>> Begin Records shown
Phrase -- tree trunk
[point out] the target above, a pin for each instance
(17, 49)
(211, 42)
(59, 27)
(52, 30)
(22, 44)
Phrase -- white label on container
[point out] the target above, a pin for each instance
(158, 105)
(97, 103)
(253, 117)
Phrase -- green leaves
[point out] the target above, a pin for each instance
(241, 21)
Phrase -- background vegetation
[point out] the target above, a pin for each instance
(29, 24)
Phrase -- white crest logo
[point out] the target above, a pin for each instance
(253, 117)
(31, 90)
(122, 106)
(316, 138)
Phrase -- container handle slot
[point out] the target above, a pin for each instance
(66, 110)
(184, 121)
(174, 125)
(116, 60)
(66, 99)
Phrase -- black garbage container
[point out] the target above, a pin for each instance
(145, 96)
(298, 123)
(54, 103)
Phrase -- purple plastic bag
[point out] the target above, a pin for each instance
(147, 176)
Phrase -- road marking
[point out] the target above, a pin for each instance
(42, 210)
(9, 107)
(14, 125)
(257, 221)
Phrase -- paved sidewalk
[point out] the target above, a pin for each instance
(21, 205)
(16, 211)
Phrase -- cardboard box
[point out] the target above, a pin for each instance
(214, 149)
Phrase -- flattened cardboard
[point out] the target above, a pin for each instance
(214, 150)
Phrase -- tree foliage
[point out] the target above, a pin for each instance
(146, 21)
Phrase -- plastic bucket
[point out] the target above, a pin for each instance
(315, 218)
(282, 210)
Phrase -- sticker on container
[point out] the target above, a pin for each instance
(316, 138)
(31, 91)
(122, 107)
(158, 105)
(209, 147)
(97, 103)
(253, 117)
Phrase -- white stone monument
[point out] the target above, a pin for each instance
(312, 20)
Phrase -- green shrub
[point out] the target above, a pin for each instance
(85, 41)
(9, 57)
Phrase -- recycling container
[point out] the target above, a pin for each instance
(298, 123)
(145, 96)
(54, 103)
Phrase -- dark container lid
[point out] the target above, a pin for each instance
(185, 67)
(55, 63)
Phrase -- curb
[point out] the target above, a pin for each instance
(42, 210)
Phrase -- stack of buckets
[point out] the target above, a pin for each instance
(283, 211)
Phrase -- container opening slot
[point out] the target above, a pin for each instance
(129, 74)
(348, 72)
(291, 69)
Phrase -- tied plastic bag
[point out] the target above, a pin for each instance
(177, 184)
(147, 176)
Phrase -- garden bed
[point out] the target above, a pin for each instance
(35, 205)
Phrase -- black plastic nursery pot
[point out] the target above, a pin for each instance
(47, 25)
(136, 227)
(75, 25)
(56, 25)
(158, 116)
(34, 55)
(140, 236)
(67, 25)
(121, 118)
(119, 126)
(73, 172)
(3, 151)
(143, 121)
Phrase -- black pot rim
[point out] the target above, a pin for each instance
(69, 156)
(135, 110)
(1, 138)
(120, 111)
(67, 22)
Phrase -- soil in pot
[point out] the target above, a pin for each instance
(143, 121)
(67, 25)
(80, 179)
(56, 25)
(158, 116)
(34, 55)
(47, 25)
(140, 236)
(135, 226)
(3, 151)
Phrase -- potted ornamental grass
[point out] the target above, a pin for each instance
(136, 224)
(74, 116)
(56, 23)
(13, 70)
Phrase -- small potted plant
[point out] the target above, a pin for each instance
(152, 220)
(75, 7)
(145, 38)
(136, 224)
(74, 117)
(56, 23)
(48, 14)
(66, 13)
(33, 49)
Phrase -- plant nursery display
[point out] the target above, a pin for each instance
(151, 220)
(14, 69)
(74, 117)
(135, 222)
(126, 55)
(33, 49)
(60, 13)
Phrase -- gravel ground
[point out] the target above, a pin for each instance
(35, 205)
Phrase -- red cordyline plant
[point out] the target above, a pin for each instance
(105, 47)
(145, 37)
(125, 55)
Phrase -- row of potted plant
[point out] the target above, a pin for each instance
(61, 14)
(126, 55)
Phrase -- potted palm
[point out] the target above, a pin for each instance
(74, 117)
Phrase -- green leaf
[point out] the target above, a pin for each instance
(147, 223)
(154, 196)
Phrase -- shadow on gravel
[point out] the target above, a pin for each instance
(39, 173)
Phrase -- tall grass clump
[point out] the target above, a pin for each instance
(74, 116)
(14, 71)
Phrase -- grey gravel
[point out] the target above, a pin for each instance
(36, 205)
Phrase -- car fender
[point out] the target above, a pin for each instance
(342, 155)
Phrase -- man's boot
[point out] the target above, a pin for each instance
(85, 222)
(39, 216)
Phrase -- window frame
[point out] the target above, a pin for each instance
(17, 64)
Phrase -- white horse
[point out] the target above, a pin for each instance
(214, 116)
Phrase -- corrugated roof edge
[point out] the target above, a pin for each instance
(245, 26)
>> End Records shown
Directive: Copy the listing again, starting at the line that contains "Phrase -- white horse" and continuing through its final line, with both of those lines included.

Response to the exercise:
Phrase -- white horse
[point out] the target above, a pin for each instance
(214, 116)
Phrase -- corrugated roof edge
[point out] the target above, a pin for each instance
(245, 26)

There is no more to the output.